§ Study text:
== Segment start ==

# Load Modules

In [None]:
# make imports from pa_lib possible (parent directory of file's directory)
import sys
from pathlib import Path

file_dir = Path.cwd()
print("file_dir: -> ", file_dir)

parent_dir = file_dir.parent
print(parent_dir)

sys.path.append(str(parent_dir))

In [None]:
%load_ext autoreload
%autoreload
import pandas as pd
import seaborn as sns
import matplotlib.pyplot as plt
import numpy as np
from pa_lib.data import clean_up_categoricals, calc_col_partitioned, desc_col

from pa_lib.vis import boxplot_histogram

from pa_lib.file import project_dir, load_bin, load_csv, load_xlsx, store_xlsx
from pa_lib.util import cap_words
import os, fnmatch

# Lazy Recursive Job Dependency Request:
from pa_lib.job import request_job


pd.set_option("display.max_rows", min(raw_feedback.shape[0] + 1, 3000))
pd.set_option("display.max_colwidth", 500)

from matplotlib.pyplot import show
import altair as alt

alt.data_transformers.disable_max_rows()

https://stackabuse.com/python-list-files-in-a-directory/

# Load Data

## Load Feedback

In [None]:
def load_feedback(sales_folder):
    sales_subfolder = os.listdir(sales_folder)

== Segment end ==

§ Work request:
Pick up the feedback-loading notebook at its last line and continue the code from there.

§ Exercise data:
== Segment start ==

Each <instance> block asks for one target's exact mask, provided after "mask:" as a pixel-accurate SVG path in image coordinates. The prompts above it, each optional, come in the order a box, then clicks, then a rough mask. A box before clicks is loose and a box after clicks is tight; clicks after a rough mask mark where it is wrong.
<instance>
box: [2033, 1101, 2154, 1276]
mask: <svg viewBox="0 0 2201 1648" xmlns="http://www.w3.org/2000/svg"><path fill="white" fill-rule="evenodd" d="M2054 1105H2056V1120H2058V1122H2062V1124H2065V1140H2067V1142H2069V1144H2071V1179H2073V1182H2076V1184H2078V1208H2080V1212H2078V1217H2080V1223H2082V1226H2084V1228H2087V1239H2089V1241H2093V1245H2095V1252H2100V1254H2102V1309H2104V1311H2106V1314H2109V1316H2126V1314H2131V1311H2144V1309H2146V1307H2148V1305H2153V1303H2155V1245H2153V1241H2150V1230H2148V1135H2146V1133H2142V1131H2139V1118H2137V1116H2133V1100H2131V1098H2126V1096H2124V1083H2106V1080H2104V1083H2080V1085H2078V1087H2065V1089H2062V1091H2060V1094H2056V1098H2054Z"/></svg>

== Segment end ==

§ Exercise output:
    pattern = "EK_LIST*.xlsx"

    container_df = pd.DataFrame()
    columns_in_xlsx = [
        "Gepard-Nr. Endkunde",
        "Endkunde",
        "Chance",
        "Feedback - bitte auswählen",
        "falls nicht hilfreich, bitte hier einen kurzen Kommentar angeben - entweder pro Zeile oder für die Gesamt-Liste",
    ]
    rename_columns = ["Endkunde_NR", "Endkunde", "Prob_1", "Feedback", "Kommentar"]

    for kw_folder in sales_subfolder:

        if kw_folder >= "2019_07_15":  # Begin of automatisation

            all_files_list = os.listdir(sales_folder / kw_folder)

            for file in all_files_list:

                if fnmatch.fnmatch(file, pattern):
                    # print(f"{kw_folder}  ---- {file}") # Check!
                    vkber_df = load_xlsx(sales_folder / kw_folder / file).loc[
                        :, columns_in_xlsx
                    ]  # .iloc[:,[0,1,-3,-2,-1]])

                    vkber_df.columns = rename_columns

                    vkber_df.loc[:, "folder"] = kw_folder
                    vkber_df.loc[:, "file_name"] = file

                    container_df = container_df.append(vkber_df, ignore_index=False)

    container_df.loc[:, "Kuerzel"] = container_df.loc[:, "file_name"].apply(
        lambda x: x[19:22]
    )

    # Remove all redundant rows:
    feedback_exists = (
        #         (  # Feedback or Kommentar exists
        #             ~container_df.loc[:, "Feedback"].isna()
        #             | ~container_df.loc[:, "Kommentar"].isna()
        #         )
        #         &
        ~container_df.loc[:, "Endkunde_NR"].isna()  # Endkunde_NR must exist
    )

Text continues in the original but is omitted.